EXTRACT PROVIDED:
= Beginning of Section =
Photo by: Mark & Patti Hatch

Reprinted by permission of The Portland Newspapers, Portland, Maine

The mystery of Maine's Squirrel Point Lighthouse is not easily solved. The facts wallow in a fog of unusual real estate transactions, obscure congressional actions and spicy small-town rumors.

People in Arrowsic, Maine and around the state have spent much of the past few weeks scrambling for answers. They feel the century old beacon may be in jeopardy. They worry that somebody might be using it improperly to make a lot of money.

Here are some of the questions that have emerged:

* How did a Yarmouth, Maine real estate dealer, Michael Trenholm, receive a spectacular, if slightly run-down lighthouse for free from the U.S. Coast Guard?

* How did Trenholm get the lighthouse at a time when all other eligible Maine lighthouses were being placed in a strict historic preservation program to protect them from exploitation and abuse?

* Why did Trenholm offer the property for sale this month for $500,000, and what did he mean to do with the money?

The controversy has arrived just as Maine appeared to have tucked its lighthouses into an innovative preservation program that would protect them forever.

The Maine Lights Program concluded last month with 28 lighthouses placed in the hands of nonprofit groups committed to preservation and governed by strict preservation laws.

The Squirrel Point Lighthouse was specifically, and mysteriously, left out of the program. That the light may be in peril angers many lighthouse enthusiasts who worked for years to ensure that such a thing wouldn't happen.

"Something here seems quite flawed, "said Peter Ralston, a co-founder of the Island Institute which administered the Maine Lights Program. "It raises real moral, ethical and legal questions. Its offensive to me and to everything represented by the Maine Lights Program."

Squirrel Point Light was built on the shore of the Kennebec River in 1896. For a century it has lighted the way for warships navigating the river's bends on their way to and from Bath Iron Works.
= End of Section =
PROVIDED RECORDS:
= Beginning of Section =
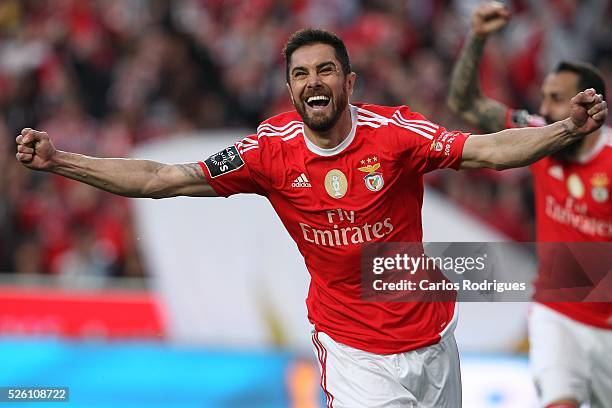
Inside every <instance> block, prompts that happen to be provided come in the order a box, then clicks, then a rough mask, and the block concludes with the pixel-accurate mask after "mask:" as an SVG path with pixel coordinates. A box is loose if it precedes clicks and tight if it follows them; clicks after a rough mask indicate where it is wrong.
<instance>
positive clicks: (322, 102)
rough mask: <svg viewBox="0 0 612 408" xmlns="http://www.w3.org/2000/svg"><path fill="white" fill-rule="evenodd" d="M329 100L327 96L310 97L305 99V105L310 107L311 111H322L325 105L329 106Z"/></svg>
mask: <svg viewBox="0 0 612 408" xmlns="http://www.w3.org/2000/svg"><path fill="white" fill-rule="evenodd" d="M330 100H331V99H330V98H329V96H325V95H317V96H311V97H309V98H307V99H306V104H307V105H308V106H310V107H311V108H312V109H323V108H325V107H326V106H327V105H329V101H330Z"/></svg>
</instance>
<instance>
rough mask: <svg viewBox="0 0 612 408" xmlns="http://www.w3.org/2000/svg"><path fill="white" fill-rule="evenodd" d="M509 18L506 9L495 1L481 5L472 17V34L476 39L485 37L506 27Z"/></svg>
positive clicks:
= End of Section =
REQUIREMENT 1:
Using the Squirrel Point Lighthouse article, state whether each statement agrees with it, answering yes or no and quoting the words that decide the matter.
(a) The Maine Lights Program placed 28 lighthouses with nonprofit groups.
(b) Squirrel Point Light was built in 1906.
(c) Trenholm offered the property for sale for $250,000.
REQUIREMENT 2:
Answer these questions from the Squirrel Point Lighthouse article.
(a) Which organization administered the Maine Lights Program?
(b) On the shore of which river was Squirrel Point Light built?
(c) In which town is the real estate dealer Michael Trenholm based?
REQUIREMENT 3:
Resume the Squirrel Point Lighthouse article, beginning after its last sentence.
The data above are separate material and form no part of the Squirrel Point Lighthouse article.

TASK RESPONSE 1:
(a) Yes: "The Maine Lights Program concluded last month with 28 lighthouses placed in the hands of nonprofit groups committed to preservation"
(b) No: "Squirrel Point Light was built on the shore of the Kennebec River in 1896."
(c) No: "Why did Trenholm offer the property for sale this month for $500,000"

TASK RESPONSE 2:
(a) The Island Institute
(b) The Kennebec River
(c) Yarmouth, Maine

TASK RESPONSE 3:
The property consists of a light tower, a two story keepers house, a boat house, a barn and five acres of land. It can be reached only by water or by a three-quarter mile walk from the nearest road.

It huddles in a grassy, windblown clearing above swirling waters of the Kennebec River like an old fisherman in need of an overcoat. It still casts its light clearly across the river but with a lichen-covered roof and collapsed wooden deck, it appears vulnerable.

Mark Trenholm first saw the lighthouse while on a bird-watching expedition up the Kennebec in 1993.

Trenholm is 72, lives in Yarmouth and is semi-retired from a career in real estate and investments.

A day after that river trip five years ago, he asked the Coast Guard about the lighthouse.

"It was a beautiful property that needed some TLC," said Trenholm.

Within six months he had a lease for the property. IN 1996, an Act of Congress gave the lighthouse free of charge to Trenholm's nonprofit organization, Squirrel Point Associates, Inc. He received the deed for the land in February of 1998.

Trenholm's timing was perfect. The Coast Guard was looking for ways to get rid of lighthouse because it could not afford to maintain them.

But his timing is also part of the mystery of the Squirrel Point Light. Because while Trenholm was trying to get Squirrel Point, Ralston and others were trying to place lighthouses in the Maine Lights Program - the Coast Guard Authorization Act of 1995 - also includes a section that specifically gives Squirrel Point to Trenholm.

Trenholm said that to get the lighthouse he did what anybody else could have done: pester the Coast Guard.

"It was up to the Coast Guard. They just put it on the floor of the Senate. There was nothing improper. It seems ridiculous that anybody thinks that there is," Trenholm said.

Ted Dernago, who oversees real estate transactions for the Coast Guard out of Providence Rhode Island and was involved in the Squirrel Point transaction, could not be reached for comments. He is on a leave of absence.

The fact that Trenholm received the property didn't get much attention in 1996. Ralston said lighthouse preservationists were focused on saving all the other lighthouses. They assumed Squirrel Point Associates would protect its lighthouse.

It wasn't until a few weeks ago that people started to get worried about Squirrel Point. A memo from the Maine Department of Inland Fisheries and Wildlife that landed on the desk of an Arrowsic, Maine, selectman sparked the concern. The memorandum said Trenholm was selling the property and that the asking price was $500,000.

The state agency worried because it owns land next to the lighthouse. If a new owner wanted to build a road to the site, it would have to cross the departments' land.

Local residents worried because they are nearly as protective of their lighthouse as they are of their children. The island community near Bath, connected to the mainland by a bridge has 500 people and three lighthouses.

"The scene of the lighthouse on the river is what makes Arrowsic and Maine a special place," said Michael Kreindler, who is the director of a nonprofit that manages one of the areas other lights. "These things have to be kept intact. If they get watered down somehow, part of Maine is lost."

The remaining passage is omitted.